Instructions to follow
If a line in the data below holds the word "State", include it in the count. Give only the final number.

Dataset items
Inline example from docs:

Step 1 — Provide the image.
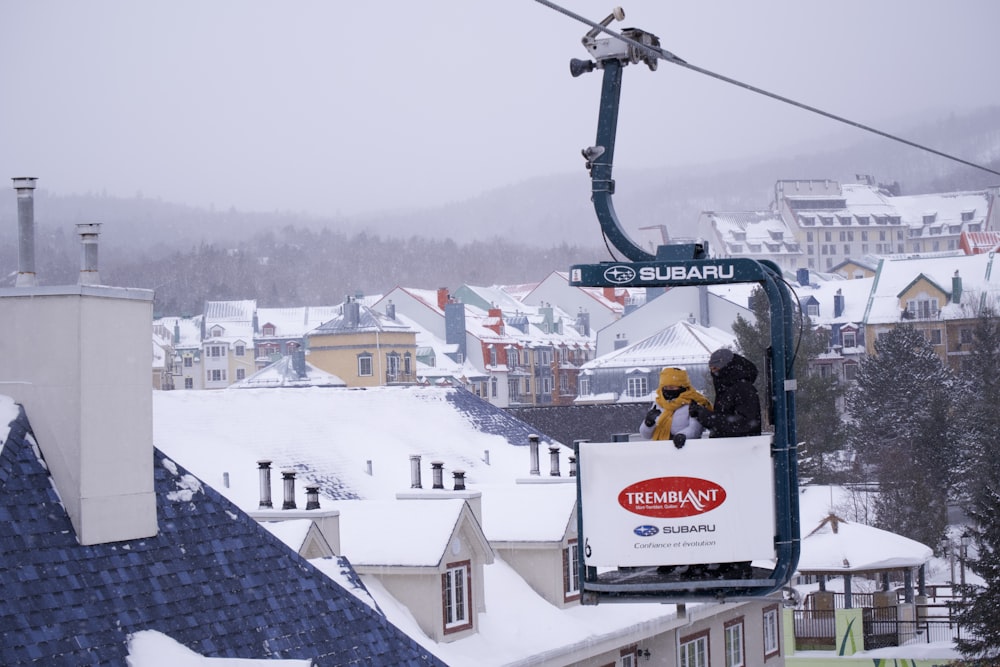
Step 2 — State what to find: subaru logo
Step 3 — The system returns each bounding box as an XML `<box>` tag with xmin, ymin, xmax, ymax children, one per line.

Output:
<box><xmin>603</xmin><ymin>265</ymin><xmax>636</xmax><ymax>284</ymax></box>
<box><xmin>633</xmin><ymin>525</ymin><xmax>659</xmax><ymax>537</ymax></box>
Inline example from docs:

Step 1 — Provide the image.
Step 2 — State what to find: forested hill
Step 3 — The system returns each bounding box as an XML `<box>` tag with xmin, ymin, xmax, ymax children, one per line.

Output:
<box><xmin>1</xmin><ymin>107</ymin><xmax>997</xmax><ymax>315</ymax></box>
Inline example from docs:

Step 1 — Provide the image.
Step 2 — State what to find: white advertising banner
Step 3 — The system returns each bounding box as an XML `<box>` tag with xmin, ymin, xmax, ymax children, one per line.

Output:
<box><xmin>579</xmin><ymin>436</ymin><xmax>775</xmax><ymax>567</ymax></box>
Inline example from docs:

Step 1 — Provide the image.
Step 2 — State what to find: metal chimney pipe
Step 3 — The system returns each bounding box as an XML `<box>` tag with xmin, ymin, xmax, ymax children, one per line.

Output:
<box><xmin>431</xmin><ymin>460</ymin><xmax>444</xmax><ymax>489</ymax></box>
<box><xmin>281</xmin><ymin>470</ymin><xmax>297</xmax><ymax>509</ymax></box>
<box><xmin>549</xmin><ymin>445</ymin><xmax>562</xmax><ymax>477</ymax></box>
<box><xmin>257</xmin><ymin>460</ymin><xmax>273</xmax><ymax>509</ymax></box>
<box><xmin>453</xmin><ymin>470</ymin><xmax>466</xmax><ymax>491</ymax></box>
<box><xmin>76</xmin><ymin>223</ymin><xmax>101</xmax><ymax>285</ymax></box>
<box><xmin>568</xmin><ymin>454</ymin><xmax>577</xmax><ymax>477</ymax></box>
<box><xmin>528</xmin><ymin>434</ymin><xmax>540</xmax><ymax>476</ymax></box>
<box><xmin>13</xmin><ymin>177</ymin><xmax>38</xmax><ymax>287</ymax></box>
<box><xmin>409</xmin><ymin>454</ymin><xmax>422</xmax><ymax>489</ymax></box>
<box><xmin>305</xmin><ymin>485</ymin><xmax>320</xmax><ymax>510</ymax></box>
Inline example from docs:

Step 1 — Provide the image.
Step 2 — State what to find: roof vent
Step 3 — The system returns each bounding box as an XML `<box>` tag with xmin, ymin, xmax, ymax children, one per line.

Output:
<box><xmin>281</xmin><ymin>470</ymin><xmax>297</xmax><ymax>510</ymax></box>
<box><xmin>257</xmin><ymin>460</ymin><xmax>274</xmax><ymax>509</ymax></box>
<box><xmin>528</xmin><ymin>434</ymin><xmax>540</xmax><ymax>476</ymax></box>
<box><xmin>13</xmin><ymin>177</ymin><xmax>38</xmax><ymax>287</ymax></box>
<box><xmin>305</xmin><ymin>485</ymin><xmax>320</xmax><ymax>510</ymax></box>
<box><xmin>409</xmin><ymin>454</ymin><xmax>422</xmax><ymax>489</ymax></box>
<box><xmin>452</xmin><ymin>470</ymin><xmax>466</xmax><ymax>491</ymax></box>
<box><xmin>76</xmin><ymin>223</ymin><xmax>101</xmax><ymax>285</ymax></box>
<box><xmin>431</xmin><ymin>460</ymin><xmax>445</xmax><ymax>489</ymax></box>
<box><xmin>548</xmin><ymin>445</ymin><xmax>562</xmax><ymax>477</ymax></box>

Exercise result
5